YOUR OBJECTIVE >> In the dataset download code below, copy the stretch that begins with "# Download download" and ends with "for the comments.", changing every "filename" to "output_path".

EXCERPTED TEXT >>
** begin **

Now we can download the dataset text file.

In [None]:
import wget
import os

# Create the data subdirectory if not there.
if not os.path.exists('./data/'):
    os.mkdir('./data/')

filename = './data/attack_annotated_comments.tsv'

# Download download if we already have it!
if not os.path.exists(filename):

    # URL for the CSV file (~55.4MB) containing the wikipedia comments.
    url = 'https://ndownloader.figshare.com/files/7554634'

    # Download the dataset.
    print('Downloading Wikipedia Attack Comments dataset (~55.4MB)...')
    wget.download(url, filename)

    print('  DONE.')

# We won't use these, but FYI, this is the file containing the labels
# for the comments.
#   url = 'https://ndownloader.figshare.com/files/7554637'
#   filename = './data/attack_annotated_comments.tsv'

Downloading Wikipedia Attack Comments dataset (~55.4MB)...

** end **

RECORDED INFORMATION >>
** begin **

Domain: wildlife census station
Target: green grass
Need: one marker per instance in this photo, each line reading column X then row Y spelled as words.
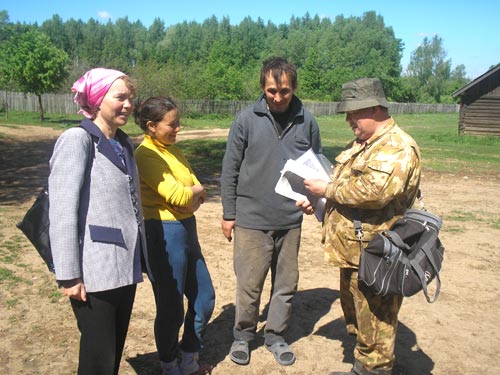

** end **

SOLUTION TO THE PROBLEM >>
# Download download if we already have it!
if not os.path.exists(output_path):

    # URL for the CSV file (~55.4MB) containing the wikipedia comments.
    url = 'https://ndownloader.figshare.com/files/7554634'

    # Download the dataset.
    print('Downloading Wikipedia Attack Comments dataset (~55.4MB)...')
    wget.download(url, output_path)

    print('  DONE.')

# We won't use these, but FYI, this is the file containing the labels
# for the comments.